** Start Extracted information **

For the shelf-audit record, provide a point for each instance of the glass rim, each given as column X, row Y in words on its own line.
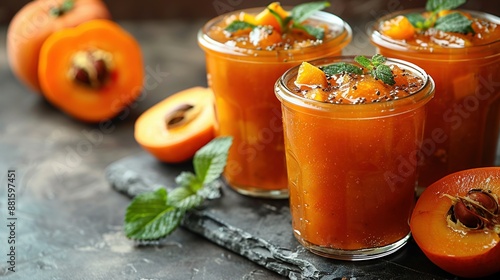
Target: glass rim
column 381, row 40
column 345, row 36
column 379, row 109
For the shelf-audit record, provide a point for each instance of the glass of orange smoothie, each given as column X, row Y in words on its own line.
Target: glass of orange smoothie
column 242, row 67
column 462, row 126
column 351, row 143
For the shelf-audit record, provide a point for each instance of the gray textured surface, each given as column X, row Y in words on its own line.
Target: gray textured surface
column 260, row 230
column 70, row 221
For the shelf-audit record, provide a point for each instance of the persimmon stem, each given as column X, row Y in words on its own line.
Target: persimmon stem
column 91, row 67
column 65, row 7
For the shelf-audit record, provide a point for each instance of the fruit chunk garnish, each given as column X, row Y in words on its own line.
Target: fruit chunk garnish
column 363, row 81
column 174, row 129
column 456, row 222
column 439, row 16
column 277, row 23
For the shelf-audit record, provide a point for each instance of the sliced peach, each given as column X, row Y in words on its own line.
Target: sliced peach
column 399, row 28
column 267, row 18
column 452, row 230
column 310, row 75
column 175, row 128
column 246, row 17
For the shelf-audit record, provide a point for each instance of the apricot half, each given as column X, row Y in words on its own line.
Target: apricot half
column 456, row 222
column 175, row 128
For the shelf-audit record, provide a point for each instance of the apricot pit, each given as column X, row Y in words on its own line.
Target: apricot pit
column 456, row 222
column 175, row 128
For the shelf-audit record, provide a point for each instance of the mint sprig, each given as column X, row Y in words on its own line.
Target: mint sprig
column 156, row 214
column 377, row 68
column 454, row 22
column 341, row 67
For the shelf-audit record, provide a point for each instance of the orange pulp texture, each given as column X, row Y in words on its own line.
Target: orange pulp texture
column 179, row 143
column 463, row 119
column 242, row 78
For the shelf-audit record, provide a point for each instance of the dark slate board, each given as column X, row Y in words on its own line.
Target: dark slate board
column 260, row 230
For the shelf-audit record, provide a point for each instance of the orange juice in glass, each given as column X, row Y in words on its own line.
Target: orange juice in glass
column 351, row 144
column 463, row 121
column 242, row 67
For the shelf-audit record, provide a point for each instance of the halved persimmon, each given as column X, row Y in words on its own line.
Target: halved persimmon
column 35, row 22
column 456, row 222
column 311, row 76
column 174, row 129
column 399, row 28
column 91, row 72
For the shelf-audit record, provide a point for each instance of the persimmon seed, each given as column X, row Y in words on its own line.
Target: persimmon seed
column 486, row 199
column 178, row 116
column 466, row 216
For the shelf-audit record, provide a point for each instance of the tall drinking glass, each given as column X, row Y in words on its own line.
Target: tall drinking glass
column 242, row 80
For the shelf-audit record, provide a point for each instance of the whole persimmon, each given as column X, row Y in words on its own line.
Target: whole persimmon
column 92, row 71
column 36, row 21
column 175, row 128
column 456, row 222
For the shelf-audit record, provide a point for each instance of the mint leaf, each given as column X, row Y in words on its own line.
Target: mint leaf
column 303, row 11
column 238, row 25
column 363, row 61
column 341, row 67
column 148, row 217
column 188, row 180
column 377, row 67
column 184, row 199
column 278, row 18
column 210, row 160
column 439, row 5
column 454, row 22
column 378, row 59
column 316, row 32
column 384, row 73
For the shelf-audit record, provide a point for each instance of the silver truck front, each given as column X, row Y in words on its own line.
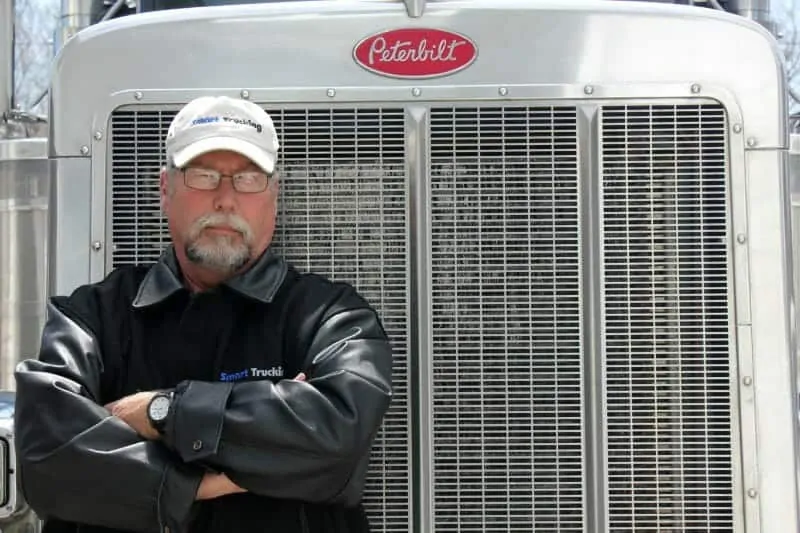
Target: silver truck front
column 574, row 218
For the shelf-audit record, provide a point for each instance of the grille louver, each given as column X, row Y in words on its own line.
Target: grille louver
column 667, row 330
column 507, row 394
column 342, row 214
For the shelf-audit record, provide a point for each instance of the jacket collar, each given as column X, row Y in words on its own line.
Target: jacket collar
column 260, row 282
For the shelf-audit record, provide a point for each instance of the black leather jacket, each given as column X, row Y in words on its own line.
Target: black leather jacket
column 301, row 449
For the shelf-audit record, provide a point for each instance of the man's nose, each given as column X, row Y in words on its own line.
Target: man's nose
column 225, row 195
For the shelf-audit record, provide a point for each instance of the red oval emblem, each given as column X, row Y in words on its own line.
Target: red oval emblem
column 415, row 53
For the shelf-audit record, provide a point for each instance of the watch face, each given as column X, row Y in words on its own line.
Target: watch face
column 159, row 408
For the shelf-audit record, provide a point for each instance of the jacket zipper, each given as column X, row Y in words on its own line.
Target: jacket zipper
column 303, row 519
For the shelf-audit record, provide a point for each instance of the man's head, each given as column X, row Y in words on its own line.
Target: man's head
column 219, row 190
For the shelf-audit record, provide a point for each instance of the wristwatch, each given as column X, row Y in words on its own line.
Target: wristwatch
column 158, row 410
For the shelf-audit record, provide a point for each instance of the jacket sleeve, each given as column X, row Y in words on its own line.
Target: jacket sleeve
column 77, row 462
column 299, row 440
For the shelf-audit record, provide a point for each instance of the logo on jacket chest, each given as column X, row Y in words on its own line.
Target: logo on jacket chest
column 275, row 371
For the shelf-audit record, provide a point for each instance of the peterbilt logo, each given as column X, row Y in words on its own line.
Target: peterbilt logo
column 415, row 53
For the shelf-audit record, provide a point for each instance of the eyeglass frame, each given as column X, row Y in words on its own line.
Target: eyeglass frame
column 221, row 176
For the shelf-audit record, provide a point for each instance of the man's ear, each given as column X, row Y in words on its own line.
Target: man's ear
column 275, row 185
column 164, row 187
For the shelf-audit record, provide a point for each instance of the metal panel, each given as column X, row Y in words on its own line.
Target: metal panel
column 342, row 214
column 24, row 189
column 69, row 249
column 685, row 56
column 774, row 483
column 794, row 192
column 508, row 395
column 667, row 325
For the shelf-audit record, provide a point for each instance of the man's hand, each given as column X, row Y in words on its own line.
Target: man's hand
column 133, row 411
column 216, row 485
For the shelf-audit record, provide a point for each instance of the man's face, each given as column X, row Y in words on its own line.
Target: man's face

** End Extracted information **
** Start Extracted information **

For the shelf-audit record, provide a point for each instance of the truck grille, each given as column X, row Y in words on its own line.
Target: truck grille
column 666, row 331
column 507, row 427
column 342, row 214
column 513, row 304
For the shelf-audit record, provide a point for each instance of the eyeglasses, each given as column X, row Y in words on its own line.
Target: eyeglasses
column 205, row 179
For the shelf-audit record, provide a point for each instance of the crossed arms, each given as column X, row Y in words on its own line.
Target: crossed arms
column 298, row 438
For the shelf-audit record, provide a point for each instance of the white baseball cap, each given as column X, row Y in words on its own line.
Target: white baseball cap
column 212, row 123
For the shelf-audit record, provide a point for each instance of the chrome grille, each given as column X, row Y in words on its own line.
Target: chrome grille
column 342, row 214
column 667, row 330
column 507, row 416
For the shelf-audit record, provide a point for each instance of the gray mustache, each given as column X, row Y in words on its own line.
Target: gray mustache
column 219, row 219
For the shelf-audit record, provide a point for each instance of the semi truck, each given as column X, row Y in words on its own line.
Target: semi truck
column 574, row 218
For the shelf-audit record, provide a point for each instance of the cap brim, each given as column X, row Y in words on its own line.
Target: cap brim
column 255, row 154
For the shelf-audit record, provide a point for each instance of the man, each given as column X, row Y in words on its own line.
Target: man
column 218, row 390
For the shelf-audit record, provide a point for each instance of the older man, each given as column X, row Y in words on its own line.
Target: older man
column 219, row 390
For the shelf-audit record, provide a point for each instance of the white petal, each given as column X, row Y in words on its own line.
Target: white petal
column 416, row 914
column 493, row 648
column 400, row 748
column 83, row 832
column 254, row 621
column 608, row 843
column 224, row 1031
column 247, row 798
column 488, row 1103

** End Extracted information **

# Objective:
Filter the items above, keeping every line that contains the string "louver" and copying each such line out.

# Solution to this problem:
For the shelf-audit record, provide a point for each instance of the grille louver, each given as column X, row Y in words on its own line.
Target: grille louver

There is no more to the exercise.